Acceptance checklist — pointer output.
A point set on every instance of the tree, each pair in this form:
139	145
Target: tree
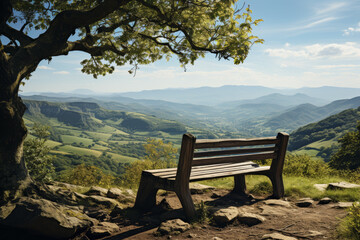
112	32
348	156
158	155
36	154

┄┄┄┄┄┄┄┄┄┄┄┄┄┄┄┄┄┄┄┄

EXERCISE BRIEF: Every entry should be returned exactly as written, minus the pictures.

SOLVED EXERCISE:
Acceptance checklist — pointer output.
A point set on every instance of the tree, each pair in this form:
139	145
Target: tree
112	32
348	156
158	155
36	154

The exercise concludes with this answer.